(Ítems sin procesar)
::::::::

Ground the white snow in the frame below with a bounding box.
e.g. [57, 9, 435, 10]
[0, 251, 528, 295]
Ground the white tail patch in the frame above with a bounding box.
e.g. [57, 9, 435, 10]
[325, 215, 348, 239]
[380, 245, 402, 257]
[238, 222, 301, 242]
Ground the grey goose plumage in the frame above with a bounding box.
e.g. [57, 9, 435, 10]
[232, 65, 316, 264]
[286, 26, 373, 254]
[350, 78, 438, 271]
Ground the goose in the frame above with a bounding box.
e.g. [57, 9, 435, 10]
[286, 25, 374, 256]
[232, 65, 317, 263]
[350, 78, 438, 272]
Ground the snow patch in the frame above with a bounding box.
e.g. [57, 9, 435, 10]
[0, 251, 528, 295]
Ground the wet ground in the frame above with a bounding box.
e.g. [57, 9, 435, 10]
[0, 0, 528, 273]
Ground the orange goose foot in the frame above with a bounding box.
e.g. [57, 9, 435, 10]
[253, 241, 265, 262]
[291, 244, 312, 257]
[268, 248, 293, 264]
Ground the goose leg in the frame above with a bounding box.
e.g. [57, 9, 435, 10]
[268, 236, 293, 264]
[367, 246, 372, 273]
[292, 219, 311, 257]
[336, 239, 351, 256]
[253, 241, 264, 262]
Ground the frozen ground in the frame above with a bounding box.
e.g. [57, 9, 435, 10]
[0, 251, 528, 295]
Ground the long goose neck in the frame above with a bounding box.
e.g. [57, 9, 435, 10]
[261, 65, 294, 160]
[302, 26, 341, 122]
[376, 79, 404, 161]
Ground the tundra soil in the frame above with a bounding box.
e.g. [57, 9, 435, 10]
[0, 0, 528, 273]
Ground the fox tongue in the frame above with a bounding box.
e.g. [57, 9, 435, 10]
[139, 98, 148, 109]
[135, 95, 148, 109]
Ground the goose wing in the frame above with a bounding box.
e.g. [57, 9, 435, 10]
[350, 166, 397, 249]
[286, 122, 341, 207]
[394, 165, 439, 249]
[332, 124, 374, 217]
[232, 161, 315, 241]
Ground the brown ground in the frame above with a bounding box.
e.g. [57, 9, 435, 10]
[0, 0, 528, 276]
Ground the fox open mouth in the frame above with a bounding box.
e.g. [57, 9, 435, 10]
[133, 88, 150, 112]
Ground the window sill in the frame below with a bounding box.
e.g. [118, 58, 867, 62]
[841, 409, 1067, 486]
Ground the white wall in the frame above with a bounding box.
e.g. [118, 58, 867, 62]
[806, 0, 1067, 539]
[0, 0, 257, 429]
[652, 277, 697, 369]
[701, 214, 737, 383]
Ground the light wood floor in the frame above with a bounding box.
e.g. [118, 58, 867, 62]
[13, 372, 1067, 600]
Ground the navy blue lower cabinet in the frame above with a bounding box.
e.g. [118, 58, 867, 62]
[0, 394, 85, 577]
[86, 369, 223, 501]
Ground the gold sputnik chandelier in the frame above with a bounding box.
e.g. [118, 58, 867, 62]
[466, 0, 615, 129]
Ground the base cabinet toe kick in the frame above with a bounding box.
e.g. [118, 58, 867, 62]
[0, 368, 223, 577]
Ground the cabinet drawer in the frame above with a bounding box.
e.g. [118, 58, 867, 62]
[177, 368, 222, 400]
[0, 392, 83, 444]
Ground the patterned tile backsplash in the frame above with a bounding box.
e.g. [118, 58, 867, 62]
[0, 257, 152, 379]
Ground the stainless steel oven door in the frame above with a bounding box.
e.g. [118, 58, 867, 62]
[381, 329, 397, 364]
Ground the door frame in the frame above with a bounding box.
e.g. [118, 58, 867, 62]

::::::::

- INSTRUCCIONES -
Exprese como tabla Markdown las líneas comprendidas desde la que contiene "Ground the brown" hasta la que contiene "[841, 409, 1067, 486]", ambas incluidas. Use las columnas Fila, con el número de cada una, y Línea, y omita las líneas en blanco.

- RESULTADO DEL EJERCICIO -
| Fila | Línea |
|---|---|
| 1 | Ground the brown ground in the frame above with a bounding box. |
| 2 | e.g. [57, 9, 435, 10] |
| 3 | [0, 0, 528, 276] |
| 4 | Ground the fox open mouth in the frame above with a bounding box. |
| 5 | e.g. [57, 9, 435, 10] |
| 6 | [133, 88, 150, 112] |
| 7 | Ground the window sill in the frame below with a bounding box. |
| 8 | e.g. [118, 58, 867, 62] |
| 9 | [841, 409, 1067, 486] |